## Problem 1:
Identify every line in the page's rows below that contains the string "horse", and copy each such line out.

The missing C++ string class

cstr is the string class you expected to find in STL, but didn't. The design goal of cstr is to make all the string handling functions from the standard C library available within a single C++ class.

The terse names of the original C functions have been preserved to ease the transition for C programmers. But the "str" prefix has been dropped. For example strlen(mystring) is now mystring.len(). New functions have been given short but less cryptic names using the same style (one word, all lower case).

Most cstr functions work as they do in the standard C library or slightly better. Some examples:

  1. Automatic buffer allocation and deallocation.
  2. The resulting string is always zero terminated.
  3. All functions are thread safe in the sense that the class (but not an individual object) can be used by multiple threads concurrently.
  4. Pre-conditions are tested using assert() which makes it possible to trap "out of bounds" errors in debug build, with no speed penalties in release build.

Download

Click here to download the source code. It is free to use and distribute. The ZIP archive is only 8kB and includes a full set of unit tests. The last update was October 2008.

Memory Allocation

Memory is allocated on the heap when a string object is created, and released when the object is destroyed. Memory is allocated in blocks of a fixed size. More memory is automatically allocated if a string grows out of its current allocation. Memory is not released when a string shrinks unless garb() is called. The block size is controlled by MEM_ALLOC_SIZE and can be changed to find the right balance between memory consumption and memory fragmentation.

Performance

The performance of cstr depends on the performance of the string and memory handling functions in the standard C library on the target system. The cstr class does not use any copy-on-write optimization since it has been shown that such optimizations does not work in a multi-threaded environment.

If you have a performance problem releated to string creation, you can try to re-use string objects instead of destroying old objects and creating new ones. If you are building long strings in small increments, a bigger MEM_ALLOC_SIZE will improve the performance by reducing the number of re-allocations.

## Entries shown:
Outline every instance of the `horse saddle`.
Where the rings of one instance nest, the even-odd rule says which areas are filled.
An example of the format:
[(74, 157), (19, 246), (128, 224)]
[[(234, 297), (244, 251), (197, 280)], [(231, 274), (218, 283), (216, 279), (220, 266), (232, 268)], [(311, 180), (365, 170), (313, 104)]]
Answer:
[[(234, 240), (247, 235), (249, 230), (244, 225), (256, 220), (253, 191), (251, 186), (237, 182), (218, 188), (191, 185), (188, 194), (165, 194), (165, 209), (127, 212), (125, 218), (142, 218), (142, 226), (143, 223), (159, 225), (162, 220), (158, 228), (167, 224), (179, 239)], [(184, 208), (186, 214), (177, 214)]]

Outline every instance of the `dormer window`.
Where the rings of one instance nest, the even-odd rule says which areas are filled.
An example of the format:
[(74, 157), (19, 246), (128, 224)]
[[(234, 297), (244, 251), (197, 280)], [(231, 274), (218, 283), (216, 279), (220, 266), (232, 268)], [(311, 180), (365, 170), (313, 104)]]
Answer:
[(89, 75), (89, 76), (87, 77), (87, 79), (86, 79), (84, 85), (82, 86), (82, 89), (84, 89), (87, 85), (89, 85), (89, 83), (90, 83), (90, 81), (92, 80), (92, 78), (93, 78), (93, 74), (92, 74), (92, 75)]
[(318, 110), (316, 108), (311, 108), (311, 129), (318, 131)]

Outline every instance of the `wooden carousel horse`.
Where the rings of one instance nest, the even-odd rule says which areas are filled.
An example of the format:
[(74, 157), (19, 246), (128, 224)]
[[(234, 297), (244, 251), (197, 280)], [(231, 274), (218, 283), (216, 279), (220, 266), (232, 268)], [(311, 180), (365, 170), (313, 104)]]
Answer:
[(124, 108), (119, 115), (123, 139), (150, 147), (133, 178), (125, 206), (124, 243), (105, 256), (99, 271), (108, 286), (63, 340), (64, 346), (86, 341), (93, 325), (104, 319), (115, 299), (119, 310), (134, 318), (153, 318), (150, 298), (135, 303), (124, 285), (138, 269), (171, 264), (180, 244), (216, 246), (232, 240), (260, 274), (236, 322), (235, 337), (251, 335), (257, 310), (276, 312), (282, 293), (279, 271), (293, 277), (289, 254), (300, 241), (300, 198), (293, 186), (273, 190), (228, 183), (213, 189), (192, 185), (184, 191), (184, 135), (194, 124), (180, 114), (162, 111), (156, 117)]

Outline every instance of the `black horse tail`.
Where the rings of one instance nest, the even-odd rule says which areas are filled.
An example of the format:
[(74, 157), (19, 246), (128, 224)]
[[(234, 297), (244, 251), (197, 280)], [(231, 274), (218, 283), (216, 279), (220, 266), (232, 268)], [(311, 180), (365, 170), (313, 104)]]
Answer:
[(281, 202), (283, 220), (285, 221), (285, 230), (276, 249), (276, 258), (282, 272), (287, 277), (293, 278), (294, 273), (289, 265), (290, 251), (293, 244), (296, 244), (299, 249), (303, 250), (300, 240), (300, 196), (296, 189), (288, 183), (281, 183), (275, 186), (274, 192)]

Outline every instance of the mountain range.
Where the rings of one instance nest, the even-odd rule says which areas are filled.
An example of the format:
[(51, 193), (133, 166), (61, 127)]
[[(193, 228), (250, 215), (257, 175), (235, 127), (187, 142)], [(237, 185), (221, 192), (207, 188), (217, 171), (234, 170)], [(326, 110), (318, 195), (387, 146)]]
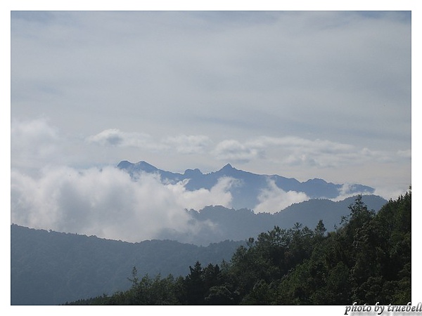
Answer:
[(236, 185), (228, 189), (233, 199), (231, 206), (236, 209), (253, 209), (260, 203), (260, 195), (263, 190), (269, 189), (270, 183), (274, 183), (285, 192), (303, 192), (309, 199), (335, 199), (342, 194), (371, 195), (375, 191), (373, 187), (361, 184), (349, 185), (345, 190), (343, 184), (327, 183), (323, 179), (314, 178), (300, 182), (294, 178), (286, 178), (276, 174), (256, 174), (237, 169), (230, 164), (217, 171), (208, 173), (203, 173), (198, 169), (187, 169), (184, 173), (173, 173), (160, 170), (143, 161), (134, 164), (122, 161), (117, 164), (117, 168), (127, 171), (134, 178), (139, 173), (144, 172), (159, 174), (162, 180), (170, 183), (185, 181), (185, 187), (189, 191), (201, 188), (210, 190), (222, 178), (236, 179)]

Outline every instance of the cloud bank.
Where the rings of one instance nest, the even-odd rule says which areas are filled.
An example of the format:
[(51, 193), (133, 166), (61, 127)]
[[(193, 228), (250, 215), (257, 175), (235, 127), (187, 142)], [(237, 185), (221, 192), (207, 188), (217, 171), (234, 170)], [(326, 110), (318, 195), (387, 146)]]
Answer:
[(307, 201), (309, 198), (302, 192), (286, 192), (276, 185), (274, 180), (268, 180), (268, 187), (258, 196), (260, 203), (255, 206), (255, 213), (276, 213), (293, 203)]
[(231, 184), (223, 178), (210, 190), (188, 192), (184, 183), (164, 184), (156, 175), (134, 181), (113, 167), (44, 169), (37, 178), (12, 170), (11, 221), (129, 242), (153, 239), (163, 230), (194, 232), (200, 227), (185, 209), (229, 207)]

## Problem 2:
According to the cstr page above, what setting controls the size of the memory blocks a string is allocated in?

## Task result 1:
Outline every instance of the `horse saddle`.
Outline every instance of the `wooden carousel horse`.
Outline every instance of the `black horse tail`.

## Task result 2:
MEM_ALLOC_SIZE